All that is wanted is a word-for-word retyping of the lines from the one containing "Search for: person standing on dock" through the end of the material below.

- **Dataset**:
-------

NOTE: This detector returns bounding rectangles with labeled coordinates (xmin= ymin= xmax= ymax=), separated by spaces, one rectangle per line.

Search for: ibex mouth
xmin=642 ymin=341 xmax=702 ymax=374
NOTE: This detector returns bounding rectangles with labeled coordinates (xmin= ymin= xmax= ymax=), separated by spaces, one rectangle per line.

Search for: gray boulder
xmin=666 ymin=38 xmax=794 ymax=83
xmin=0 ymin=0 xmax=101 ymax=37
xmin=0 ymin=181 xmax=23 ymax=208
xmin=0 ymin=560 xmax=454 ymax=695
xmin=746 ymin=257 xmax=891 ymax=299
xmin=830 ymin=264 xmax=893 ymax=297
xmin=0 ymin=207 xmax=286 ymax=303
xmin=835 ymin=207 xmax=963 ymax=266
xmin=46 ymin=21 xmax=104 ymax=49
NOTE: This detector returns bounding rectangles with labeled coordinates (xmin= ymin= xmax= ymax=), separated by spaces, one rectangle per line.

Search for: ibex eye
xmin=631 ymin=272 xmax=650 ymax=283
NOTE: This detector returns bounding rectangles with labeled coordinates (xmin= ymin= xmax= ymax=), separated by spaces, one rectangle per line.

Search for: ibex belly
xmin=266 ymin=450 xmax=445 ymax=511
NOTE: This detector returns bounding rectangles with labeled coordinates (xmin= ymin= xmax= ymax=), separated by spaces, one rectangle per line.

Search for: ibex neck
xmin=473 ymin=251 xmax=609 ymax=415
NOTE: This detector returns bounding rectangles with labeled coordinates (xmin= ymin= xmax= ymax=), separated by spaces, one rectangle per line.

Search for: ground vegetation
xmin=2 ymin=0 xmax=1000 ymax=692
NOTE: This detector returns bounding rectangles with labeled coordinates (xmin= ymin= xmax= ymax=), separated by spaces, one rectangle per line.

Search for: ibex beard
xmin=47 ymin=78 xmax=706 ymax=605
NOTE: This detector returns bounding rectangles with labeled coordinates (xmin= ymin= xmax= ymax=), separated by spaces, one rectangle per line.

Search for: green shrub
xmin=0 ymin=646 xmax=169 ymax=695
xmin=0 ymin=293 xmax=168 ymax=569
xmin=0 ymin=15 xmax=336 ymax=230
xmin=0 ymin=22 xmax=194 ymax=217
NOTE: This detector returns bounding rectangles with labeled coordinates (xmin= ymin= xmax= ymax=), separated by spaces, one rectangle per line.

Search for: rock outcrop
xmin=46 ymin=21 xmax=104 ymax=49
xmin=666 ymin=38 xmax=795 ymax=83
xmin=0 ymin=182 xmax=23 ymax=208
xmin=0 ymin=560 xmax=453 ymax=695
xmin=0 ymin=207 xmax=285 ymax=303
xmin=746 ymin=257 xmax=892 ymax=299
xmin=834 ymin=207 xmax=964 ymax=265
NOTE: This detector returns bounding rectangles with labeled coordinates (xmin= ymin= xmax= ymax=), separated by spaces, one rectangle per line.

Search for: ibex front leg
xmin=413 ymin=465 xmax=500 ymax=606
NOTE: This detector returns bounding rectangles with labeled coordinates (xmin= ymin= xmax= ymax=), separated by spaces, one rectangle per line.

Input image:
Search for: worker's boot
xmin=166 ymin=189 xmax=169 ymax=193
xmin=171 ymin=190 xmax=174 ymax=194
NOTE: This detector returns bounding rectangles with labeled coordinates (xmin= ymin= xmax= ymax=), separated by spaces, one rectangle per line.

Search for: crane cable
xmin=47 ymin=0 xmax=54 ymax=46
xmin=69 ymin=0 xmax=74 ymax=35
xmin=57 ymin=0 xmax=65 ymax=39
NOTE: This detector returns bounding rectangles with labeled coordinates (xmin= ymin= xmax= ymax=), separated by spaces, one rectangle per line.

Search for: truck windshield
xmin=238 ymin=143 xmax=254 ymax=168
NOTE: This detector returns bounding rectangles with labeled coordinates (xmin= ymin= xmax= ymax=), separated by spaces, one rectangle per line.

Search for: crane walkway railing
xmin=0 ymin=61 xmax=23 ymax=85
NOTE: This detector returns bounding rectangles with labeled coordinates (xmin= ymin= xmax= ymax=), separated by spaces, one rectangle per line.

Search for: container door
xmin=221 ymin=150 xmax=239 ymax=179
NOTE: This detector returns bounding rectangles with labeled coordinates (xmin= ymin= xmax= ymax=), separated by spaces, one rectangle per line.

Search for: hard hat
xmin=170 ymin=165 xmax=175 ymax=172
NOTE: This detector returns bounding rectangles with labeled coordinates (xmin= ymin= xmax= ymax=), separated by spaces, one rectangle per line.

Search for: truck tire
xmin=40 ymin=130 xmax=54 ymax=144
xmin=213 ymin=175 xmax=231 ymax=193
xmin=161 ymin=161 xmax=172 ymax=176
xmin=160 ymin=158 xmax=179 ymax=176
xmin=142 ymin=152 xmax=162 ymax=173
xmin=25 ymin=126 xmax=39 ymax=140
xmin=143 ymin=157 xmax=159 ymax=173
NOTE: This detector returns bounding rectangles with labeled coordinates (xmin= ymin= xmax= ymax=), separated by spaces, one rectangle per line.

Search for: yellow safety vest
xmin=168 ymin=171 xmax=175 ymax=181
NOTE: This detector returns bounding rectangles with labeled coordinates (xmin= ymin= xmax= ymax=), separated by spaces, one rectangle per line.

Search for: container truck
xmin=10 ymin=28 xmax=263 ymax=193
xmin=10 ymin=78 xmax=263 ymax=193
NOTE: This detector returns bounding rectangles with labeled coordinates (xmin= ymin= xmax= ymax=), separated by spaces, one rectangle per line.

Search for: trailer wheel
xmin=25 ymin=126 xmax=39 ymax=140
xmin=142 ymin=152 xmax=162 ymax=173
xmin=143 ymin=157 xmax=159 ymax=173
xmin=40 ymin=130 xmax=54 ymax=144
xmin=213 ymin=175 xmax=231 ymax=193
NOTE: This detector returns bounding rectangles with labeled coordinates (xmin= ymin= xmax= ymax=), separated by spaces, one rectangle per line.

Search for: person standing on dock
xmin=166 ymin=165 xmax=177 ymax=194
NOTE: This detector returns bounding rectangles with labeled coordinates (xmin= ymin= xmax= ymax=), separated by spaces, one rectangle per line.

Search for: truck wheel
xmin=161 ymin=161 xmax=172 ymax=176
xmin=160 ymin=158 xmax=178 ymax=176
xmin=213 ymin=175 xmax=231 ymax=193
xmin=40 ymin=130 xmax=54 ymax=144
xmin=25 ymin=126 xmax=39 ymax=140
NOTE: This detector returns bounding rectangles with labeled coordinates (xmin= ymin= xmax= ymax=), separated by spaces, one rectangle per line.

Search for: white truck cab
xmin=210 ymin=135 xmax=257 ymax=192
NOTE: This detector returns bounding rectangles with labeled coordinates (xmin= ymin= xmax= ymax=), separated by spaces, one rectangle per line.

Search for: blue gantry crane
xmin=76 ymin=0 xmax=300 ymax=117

-------

- **Your solution**:
Search for: person standing on dock
xmin=166 ymin=165 xmax=177 ymax=194
NOTE: This detector returns bounding rectangles with labeled coordinates (xmin= ymin= xmax= ymax=), separated by spaces, one rectangle per line.

Search for: truck wheel
xmin=161 ymin=161 xmax=172 ymax=176
xmin=160 ymin=158 xmax=178 ymax=176
xmin=213 ymin=175 xmax=231 ymax=193
xmin=40 ymin=130 xmax=54 ymax=144
xmin=25 ymin=126 xmax=39 ymax=140
NOTE: This detector returns bounding rectangles with labeled coordinates (xmin= ymin= xmax= ymax=), separated by spaces, one rectangle per line.

Search for: white truck cab
xmin=210 ymin=135 xmax=257 ymax=192
NOTE: This detector returns bounding rectangles with labeled coordinates (xmin= ymin= xmax= ymax=), separated by spaces, one rectangle per line.

Search for: blue gantry crane
xmin=76 ymin=0 xmax=300 ymax=117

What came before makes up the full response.